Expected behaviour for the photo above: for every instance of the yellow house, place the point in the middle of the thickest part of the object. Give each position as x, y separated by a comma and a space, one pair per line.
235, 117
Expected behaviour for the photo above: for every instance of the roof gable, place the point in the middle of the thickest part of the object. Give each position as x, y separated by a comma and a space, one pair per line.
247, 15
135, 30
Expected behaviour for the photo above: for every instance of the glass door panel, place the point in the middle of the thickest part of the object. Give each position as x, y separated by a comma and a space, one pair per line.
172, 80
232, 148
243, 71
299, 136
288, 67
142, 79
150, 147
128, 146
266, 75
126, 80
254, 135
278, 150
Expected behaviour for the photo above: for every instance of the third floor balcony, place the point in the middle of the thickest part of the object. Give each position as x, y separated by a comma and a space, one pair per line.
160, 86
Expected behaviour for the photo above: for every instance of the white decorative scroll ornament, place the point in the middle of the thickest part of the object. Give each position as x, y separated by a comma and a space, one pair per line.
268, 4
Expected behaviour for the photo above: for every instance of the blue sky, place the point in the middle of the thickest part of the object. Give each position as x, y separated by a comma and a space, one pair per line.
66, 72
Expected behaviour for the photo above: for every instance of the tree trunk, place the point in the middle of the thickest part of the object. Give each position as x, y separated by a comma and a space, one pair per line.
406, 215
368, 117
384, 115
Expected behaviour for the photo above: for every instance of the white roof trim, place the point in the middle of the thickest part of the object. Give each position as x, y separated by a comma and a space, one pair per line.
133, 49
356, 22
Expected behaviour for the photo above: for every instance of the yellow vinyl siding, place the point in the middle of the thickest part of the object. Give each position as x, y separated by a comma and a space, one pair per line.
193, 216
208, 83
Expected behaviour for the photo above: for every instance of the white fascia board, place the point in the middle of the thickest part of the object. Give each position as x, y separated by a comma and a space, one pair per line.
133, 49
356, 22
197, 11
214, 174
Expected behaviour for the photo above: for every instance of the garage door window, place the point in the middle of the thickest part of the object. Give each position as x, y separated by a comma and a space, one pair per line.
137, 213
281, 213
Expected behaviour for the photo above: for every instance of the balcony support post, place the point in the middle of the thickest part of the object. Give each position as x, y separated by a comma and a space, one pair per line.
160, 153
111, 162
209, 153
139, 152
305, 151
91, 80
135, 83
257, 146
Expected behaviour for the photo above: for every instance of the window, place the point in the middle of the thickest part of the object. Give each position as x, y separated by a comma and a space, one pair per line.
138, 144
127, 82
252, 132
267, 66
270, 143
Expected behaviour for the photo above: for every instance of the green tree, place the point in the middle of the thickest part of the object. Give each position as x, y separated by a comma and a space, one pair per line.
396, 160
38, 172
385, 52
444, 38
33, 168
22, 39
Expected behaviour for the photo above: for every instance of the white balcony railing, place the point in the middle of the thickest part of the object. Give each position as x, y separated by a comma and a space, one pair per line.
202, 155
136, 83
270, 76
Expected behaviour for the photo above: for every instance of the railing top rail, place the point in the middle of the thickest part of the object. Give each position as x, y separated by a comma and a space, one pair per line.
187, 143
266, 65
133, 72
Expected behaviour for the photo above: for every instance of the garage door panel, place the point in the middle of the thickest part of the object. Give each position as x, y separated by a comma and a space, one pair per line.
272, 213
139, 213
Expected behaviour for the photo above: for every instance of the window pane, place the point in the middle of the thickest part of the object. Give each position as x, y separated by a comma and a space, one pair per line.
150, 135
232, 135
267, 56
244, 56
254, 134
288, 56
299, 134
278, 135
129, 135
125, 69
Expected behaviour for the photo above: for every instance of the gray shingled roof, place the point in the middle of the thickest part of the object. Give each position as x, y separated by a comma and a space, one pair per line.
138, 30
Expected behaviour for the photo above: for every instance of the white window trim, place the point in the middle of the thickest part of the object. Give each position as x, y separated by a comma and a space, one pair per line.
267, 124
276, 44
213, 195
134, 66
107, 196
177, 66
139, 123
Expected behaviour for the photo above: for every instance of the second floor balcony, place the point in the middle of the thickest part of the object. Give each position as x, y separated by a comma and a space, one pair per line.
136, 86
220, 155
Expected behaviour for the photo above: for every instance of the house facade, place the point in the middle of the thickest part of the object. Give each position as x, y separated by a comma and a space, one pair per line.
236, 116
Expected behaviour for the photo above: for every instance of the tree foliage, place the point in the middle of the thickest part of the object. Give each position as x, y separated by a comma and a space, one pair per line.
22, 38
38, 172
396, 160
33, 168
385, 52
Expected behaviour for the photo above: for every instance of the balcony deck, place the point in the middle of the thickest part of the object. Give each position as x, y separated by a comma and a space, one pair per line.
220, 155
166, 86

==================================================

Directions for this task
The reply should contain all of the entries exactly as shown above.

Result
Expected behaviour for the photo above: for every instance of the yellow house, place the point in the middle of the thickest part of the object. Give each position as x, y separated by a comma and a space, one pair per line.
235, 117
Expected behaviour for the photo above: for every instance of the roof gable, place the point in the middle of the thickest part of the object. Give each position as x, y separated by a comma and a space, one pair per line.
247, 15
135, 30
Expected behaviour for the photo above: for every instance of the glass door panel, place the point in the middle of the thickest part of the object. Give each position as x, y separated by a comma and a space, one pair per line.
172, 80
232, 148
243, 71
299, 136
288, 67
142, 79
150, 147
128, 146
266, 75
126, 80
254, 135
278, 150
Expected behaviour for the photo above: for every instance of the third floor balcony, place the point in the middle of the thickest part of the object. Give each position as x, y separated by a comma and a space, one pair per line.
160, 86
Expected behaviour for the photo above: for every instance of the white decorative scroll ornament, place the point in the middle of the thickest part of the object. Give each position as x, y separated by a comma and a space, one pair per line.
268, 4
Expected behaviour for the photo above: for every instance of the blue sky, place the point in the middle of the thickest part of the object. Give each position as x, y separated by a comma and a space, one pair per line.
66, 72
Expected behaviour for the photo above: for every instance of the tree trunk, place the point in the middle of the thickest part of the object. Give each position as x, y separated by a comma and a space, one pair per line.
406, 215
368, 117
384, 115
Expected behaviour for the photo above: for every instance of the white roof trim, place the point in the middle of the thickest part of the object. Give each position as x, y separated by a comma and a space, one pair per line.
133, 49
356, 22
Expected behaviour for the photo above: for every instance of the yellow vinyl siding, place the point in the middle of the thickest part of the object. Give each position as x, y separated by a comma and a space, one pair per line.
193, 216
208, 83
Expected behaviour for the photo above: for every instance of the white fascia board, place the point in the middle of the thickest part of the object. Give each position as x, y separated by a comma and a space, one pair per line.
133, 49
356, 22
197, 11
214, 174
Expected behaviour for the photo above: for every instance of the garage door window, place the point in the middle of the thickest part of the object. Give each position as x, y separated by a comma and a space, one pair per line.
137, 213
281, 213
Expected behaviour for the photo above: for every instance of the balcony support post, place the point in the middle of the thickest part of the object. Give each position as x, y separated by a comma and a space, one pair per line.
160, 153
111, 162
209, 153
139, 152
305, 151
91, 80
135, 83
257, 146
Expected behaviour for the photo above: for every instance of the window, place the point in the middle of the thickest part of the object. Give each position as x, y separated by a comma and a space, one pair per line.
138, 144
127, 82
252, 132
267, 66
270, 143
Expected behaviour for the photo above: for every instance of the green tree, place the point in the middle of the thickest part of the object. Give each position as x, y separated by a comma and a space, one pair per line.
396, 160
38, 172
385, 52
444, 38
33, 168
22, 39
Expected behaviour for the photo above: for every instance of the white balcony railing, place the point in the middle of the thickest part of the object. Give each position as x, y separated by a comma and a space, one pair per line.
202, 155
136, 83
270, 76
Expected behaviour for the photo above: for every instance of the railing top rail, place the point in the middle of the thickest part of the object. Give each position as x, y separated by a comma and a space, one pair per line.
187, 143
266, 65
133, 72
Expected behaviour for the photo above: for every instance of the garage door panel, place the point in the middle of the thickest part of the object. Give each position as x, y separated by a comma and a space, one pair per line.
272, 213
139, 213
Expected behaviour for the photo above: for every instance of the window pane, place the point in the middle of the thickest part of the object. Give each position as x, y separated by a comma and a space, one pair per line.
150, 135
232, 135
267, 56
244, 56
254, 134
288, 56
299, 134
278, 135
129, 135
125, 69
Expected behaviour for the photo above: for every instance of the gray shingled roof, place the point in the middle of the thickest part of the object. Give each position as x, y separated by a comma and a space, one pair per line.
138, 30
Expected behaviour for the photo above: for every instance of the white window trim, place the point in the middle of the thickest part of the object. Give each position as x, y separated by a comma and a space, one pair per line.
267, 124
276, 44
213, 195
134, 66
107, 196
177, 66
139, 123
Expected behaviour for the photo above: for every instance of the second floor balcony, place the point in the middle of the thickest part of the object. Give each position as x, y separated by a comma and a space, one pair per line.
136, 86
220, 155
Expected behaviour for the photo above: for every instance of the house facade, place the point in the middle of the thickest part of the object. Give each position as x, y separated by a comma and a space, one pair per line.
236, 116
Expected behaviour for the photo above: for every instance of the tree foliage, place the point in the middle of the thickest part of the object. Give each position as x, y separated by a comma and a space, one pair per line.
22, 38
38, 172
396, 160
33, 168
385, 52
Expected behaviour for the photo above: for every instance of the balcony deck, place the point in the middle of the thickest part of the object. Give each position as x, y separated by a comma and a space, one pair per line.
220, 155
166, 86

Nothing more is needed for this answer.